EXERCISE TEXT section start

Avinash Goyal, Chandigarh
Focus on city’s design, not industries
When Chandigarh was planned by Le Corbusier it was not meant to be an industrial town and the focus was on its design. However, business and industry both are the soul of a city, without which a body cannot survive. Chandigarh’s industrial areas need to be converted to freehold properties, with tax relief for businesses running at a loss. Unnecessary harassment of industrialists by way of red-tapism should stop.
Dr Devinder Garg, Chandigarh
More incentives for new businesses
The Covid-19 pandemic has affected industries, but quick action will bring them back on track. As regards ease of setting up small scale industrial units in Chandigarh, people are not too keen to invest here because they don’t get any incentives. Even if a suitable plot somehow is available to start with, clearances and approvals take time. This has to change
SC Luthra, Chandigarh
City requires better connectivity
Industries require incentives such as reduction in GST, subsidised power supply, reduced commercial property tax and increased FSI to get more space by going vertical as Chandigarh has limited space. Better connectivity to national and international destinations by increased number of flights is a must. Single window clearance, and liberal loans in view of Covid -19 epidemic should be accorded top priority.
Col TBS Bedi
Rigid rules hinder growth
Rules related to commercial properties in Chandigarh are too rigid as compared to other states. Non-conversion of leasehold industrial plots to freehold is the biggest hindrance in the development of old established industries and setting up of new ones. Collector rates are high as compared to Mohali and Panchkula. FAR is also less as compared to Mohali. Online single window system should be launched by the administration. There should be a redressal forum to listen to their grievances. More land should be allotted for new establishments. Fresh guidelines regarding pollution control, disposal of waste material, safety of workers, and fire safety norms should be issued.

EXERCISE TEXT section end

Write the next reader letter on Chandigarh's industries in the same format as the ones above: the writer's name, a headline, and a short paragraph.

MATERIAL SHOWN section start

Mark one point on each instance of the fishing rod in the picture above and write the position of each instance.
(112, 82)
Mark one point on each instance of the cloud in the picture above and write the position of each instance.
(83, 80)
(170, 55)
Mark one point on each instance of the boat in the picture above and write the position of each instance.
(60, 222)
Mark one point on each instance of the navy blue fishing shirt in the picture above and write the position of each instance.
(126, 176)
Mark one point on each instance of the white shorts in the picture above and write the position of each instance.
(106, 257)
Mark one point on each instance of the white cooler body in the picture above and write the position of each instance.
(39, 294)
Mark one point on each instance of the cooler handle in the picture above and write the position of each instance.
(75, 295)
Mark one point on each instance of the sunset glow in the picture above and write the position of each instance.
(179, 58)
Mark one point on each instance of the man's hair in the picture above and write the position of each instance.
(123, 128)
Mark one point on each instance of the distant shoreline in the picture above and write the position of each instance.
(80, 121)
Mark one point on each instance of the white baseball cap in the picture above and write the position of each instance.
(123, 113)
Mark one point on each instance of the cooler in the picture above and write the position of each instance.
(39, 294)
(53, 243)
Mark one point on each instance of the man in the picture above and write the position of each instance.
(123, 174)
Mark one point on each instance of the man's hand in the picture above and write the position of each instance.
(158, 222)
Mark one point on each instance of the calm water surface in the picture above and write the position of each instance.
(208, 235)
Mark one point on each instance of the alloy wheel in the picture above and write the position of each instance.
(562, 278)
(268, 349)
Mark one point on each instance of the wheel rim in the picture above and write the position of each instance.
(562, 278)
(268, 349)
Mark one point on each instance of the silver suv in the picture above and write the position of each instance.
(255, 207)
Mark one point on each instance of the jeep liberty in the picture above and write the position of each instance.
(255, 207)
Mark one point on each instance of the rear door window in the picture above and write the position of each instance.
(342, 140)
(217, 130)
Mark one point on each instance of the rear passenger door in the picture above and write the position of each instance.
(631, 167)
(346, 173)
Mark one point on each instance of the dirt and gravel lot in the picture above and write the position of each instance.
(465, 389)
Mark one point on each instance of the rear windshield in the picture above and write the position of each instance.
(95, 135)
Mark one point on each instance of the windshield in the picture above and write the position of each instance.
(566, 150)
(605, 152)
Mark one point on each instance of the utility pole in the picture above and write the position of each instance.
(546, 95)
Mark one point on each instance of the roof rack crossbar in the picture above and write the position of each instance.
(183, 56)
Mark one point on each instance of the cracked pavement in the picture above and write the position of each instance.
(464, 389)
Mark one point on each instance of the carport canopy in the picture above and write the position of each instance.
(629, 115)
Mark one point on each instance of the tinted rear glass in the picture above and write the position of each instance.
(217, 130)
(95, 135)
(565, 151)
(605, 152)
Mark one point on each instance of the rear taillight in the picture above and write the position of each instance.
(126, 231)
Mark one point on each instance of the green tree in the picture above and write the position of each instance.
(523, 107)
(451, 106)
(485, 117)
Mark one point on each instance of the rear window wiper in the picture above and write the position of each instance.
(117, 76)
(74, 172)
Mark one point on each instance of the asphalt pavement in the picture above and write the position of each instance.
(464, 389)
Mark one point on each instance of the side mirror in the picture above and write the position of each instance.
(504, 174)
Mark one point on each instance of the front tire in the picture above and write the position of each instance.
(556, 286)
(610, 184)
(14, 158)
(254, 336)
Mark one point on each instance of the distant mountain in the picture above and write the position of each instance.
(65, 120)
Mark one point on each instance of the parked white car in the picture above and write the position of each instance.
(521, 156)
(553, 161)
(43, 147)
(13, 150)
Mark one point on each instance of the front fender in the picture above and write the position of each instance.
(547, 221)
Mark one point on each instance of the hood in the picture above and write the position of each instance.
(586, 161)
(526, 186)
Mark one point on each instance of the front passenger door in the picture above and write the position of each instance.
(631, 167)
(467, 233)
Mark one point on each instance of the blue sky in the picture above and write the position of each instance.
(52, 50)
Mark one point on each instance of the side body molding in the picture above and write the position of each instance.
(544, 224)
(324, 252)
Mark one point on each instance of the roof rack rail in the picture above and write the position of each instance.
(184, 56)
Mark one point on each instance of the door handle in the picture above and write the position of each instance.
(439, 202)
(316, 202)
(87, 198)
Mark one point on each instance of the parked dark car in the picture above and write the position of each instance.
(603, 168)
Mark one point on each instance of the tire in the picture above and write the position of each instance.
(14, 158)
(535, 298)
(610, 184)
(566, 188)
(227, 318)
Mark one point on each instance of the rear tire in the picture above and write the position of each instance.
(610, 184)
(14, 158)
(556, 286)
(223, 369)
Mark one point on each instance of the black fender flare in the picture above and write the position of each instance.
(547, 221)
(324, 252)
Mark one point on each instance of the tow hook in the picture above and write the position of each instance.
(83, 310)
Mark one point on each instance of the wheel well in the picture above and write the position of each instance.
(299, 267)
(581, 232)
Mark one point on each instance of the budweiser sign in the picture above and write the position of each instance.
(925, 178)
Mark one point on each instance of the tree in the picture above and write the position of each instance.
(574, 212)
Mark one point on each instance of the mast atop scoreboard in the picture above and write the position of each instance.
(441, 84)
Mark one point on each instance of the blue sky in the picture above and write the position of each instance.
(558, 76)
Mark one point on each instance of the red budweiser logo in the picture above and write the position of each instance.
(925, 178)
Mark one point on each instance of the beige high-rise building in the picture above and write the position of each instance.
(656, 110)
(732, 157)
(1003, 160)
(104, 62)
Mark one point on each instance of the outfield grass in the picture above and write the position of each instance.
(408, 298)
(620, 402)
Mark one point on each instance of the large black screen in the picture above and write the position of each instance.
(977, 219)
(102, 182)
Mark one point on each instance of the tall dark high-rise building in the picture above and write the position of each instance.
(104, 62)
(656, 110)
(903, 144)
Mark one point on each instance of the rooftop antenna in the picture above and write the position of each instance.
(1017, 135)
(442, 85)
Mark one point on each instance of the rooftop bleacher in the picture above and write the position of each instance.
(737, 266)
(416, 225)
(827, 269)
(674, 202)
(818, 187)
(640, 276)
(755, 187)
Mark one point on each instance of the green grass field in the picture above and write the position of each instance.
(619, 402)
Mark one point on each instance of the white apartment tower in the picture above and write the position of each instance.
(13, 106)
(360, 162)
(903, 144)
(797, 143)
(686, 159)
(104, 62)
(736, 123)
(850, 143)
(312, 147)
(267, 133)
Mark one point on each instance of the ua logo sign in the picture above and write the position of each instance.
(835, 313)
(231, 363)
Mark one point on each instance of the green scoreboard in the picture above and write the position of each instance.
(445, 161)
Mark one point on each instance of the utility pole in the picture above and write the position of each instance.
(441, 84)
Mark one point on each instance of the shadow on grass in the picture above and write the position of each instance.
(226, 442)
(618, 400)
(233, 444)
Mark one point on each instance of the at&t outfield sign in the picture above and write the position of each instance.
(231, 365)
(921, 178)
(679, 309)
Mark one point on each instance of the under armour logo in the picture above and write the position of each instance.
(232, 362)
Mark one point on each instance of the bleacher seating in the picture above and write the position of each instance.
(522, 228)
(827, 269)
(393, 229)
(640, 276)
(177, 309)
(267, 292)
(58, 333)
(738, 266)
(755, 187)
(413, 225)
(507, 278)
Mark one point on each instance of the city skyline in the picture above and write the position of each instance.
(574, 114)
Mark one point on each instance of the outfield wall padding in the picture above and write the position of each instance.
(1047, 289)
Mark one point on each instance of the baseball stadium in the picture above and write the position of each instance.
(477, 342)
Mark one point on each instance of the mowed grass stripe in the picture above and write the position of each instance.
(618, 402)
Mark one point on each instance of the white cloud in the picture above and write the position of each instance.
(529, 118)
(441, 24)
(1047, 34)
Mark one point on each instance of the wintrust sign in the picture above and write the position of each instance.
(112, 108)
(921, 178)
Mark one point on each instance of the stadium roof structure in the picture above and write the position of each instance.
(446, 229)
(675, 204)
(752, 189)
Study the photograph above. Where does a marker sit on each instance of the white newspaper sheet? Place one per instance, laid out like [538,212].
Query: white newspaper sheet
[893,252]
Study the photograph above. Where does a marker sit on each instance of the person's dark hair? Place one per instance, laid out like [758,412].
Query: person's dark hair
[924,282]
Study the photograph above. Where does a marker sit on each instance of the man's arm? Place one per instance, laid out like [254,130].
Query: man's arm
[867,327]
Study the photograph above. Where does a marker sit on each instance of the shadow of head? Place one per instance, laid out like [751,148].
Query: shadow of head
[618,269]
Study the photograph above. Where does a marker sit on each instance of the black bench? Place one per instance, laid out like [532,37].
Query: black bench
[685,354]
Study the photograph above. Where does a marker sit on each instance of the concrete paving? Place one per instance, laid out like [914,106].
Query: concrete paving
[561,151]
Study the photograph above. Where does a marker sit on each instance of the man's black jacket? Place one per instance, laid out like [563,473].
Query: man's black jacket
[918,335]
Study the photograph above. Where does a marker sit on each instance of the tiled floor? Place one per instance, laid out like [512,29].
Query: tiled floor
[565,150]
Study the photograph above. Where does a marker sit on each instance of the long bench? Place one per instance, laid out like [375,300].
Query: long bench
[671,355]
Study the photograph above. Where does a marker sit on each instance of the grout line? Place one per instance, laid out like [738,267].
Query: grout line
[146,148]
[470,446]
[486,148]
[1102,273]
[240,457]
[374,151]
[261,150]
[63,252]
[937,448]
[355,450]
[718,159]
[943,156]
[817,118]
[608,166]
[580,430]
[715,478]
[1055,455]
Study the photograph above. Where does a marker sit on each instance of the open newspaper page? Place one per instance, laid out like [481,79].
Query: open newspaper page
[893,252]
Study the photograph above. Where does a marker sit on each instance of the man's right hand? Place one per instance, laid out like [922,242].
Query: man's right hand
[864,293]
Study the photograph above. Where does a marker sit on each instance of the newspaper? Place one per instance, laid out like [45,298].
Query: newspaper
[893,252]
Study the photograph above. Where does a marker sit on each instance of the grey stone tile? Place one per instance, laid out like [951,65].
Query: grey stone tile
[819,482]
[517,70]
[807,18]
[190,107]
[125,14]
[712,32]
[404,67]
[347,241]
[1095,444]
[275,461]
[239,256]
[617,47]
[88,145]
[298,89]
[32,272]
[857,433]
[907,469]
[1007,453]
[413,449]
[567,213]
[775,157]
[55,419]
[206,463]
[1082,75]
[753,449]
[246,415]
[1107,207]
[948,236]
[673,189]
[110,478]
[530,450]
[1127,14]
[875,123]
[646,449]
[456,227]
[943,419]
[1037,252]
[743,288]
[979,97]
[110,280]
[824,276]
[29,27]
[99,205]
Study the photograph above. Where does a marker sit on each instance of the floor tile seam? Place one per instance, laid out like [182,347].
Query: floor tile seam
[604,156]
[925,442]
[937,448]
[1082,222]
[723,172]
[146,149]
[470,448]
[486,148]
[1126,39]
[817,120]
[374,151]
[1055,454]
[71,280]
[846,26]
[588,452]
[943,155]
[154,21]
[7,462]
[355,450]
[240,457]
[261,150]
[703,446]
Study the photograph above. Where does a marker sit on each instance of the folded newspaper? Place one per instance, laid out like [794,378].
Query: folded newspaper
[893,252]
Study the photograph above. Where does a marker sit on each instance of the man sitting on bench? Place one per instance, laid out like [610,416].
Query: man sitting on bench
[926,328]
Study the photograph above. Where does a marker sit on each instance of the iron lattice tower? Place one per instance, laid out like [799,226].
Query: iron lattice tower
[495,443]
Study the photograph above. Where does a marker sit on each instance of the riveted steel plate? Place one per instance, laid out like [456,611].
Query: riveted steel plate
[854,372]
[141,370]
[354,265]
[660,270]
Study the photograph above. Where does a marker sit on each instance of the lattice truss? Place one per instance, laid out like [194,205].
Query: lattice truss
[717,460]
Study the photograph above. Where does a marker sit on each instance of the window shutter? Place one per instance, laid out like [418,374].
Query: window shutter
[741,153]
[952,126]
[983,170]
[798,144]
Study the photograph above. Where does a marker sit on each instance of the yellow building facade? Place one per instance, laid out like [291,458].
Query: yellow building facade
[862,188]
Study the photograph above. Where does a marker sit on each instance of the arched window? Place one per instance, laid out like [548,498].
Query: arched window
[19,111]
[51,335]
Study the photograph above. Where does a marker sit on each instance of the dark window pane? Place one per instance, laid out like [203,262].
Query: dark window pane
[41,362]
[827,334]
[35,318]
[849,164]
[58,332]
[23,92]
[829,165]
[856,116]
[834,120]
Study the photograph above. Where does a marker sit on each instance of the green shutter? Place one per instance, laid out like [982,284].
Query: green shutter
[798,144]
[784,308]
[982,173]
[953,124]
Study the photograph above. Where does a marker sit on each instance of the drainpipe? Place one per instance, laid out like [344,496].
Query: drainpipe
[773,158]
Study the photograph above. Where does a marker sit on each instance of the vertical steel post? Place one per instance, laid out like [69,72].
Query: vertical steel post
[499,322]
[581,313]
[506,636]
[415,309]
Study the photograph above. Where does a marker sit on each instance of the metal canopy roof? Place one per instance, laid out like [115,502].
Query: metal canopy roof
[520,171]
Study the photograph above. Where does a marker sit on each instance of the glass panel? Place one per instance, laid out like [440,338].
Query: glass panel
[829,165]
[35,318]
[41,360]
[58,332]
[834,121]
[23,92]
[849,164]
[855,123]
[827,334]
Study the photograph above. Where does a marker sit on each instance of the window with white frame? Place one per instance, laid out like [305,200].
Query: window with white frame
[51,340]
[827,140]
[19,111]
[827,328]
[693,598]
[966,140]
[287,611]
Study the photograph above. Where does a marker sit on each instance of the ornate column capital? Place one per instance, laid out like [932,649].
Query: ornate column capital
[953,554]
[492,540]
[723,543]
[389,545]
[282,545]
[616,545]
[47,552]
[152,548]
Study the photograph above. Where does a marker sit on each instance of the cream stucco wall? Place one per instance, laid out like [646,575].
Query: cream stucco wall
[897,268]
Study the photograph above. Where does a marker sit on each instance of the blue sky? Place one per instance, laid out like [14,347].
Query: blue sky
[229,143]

MATERIAL SHOWN section end

#### EXPECTED ANSWER
Abhilasha Gupta, Mohali
Don’t have to make it a business hub
Chandigarh is business-friendly, but not for industrial development, and it should not be. It was never visualised like that. Why does a clean and green city require industry and ease of doing business? Only for polluting the environment through smoke emitting industrial establishments? It needs to be noted that the UT was basically established as a city-state and an administrative headquarter, not a business hub. The city does not require any business reform action plan. Its financial needs are taken care of by the Central government through grants-in-aid. There is no need to change the age-old rules and regulations, else the ‘clean and green’ character of the city will be destroyed. Let Chandigarh survive with its Anglo-French model of construction and operation.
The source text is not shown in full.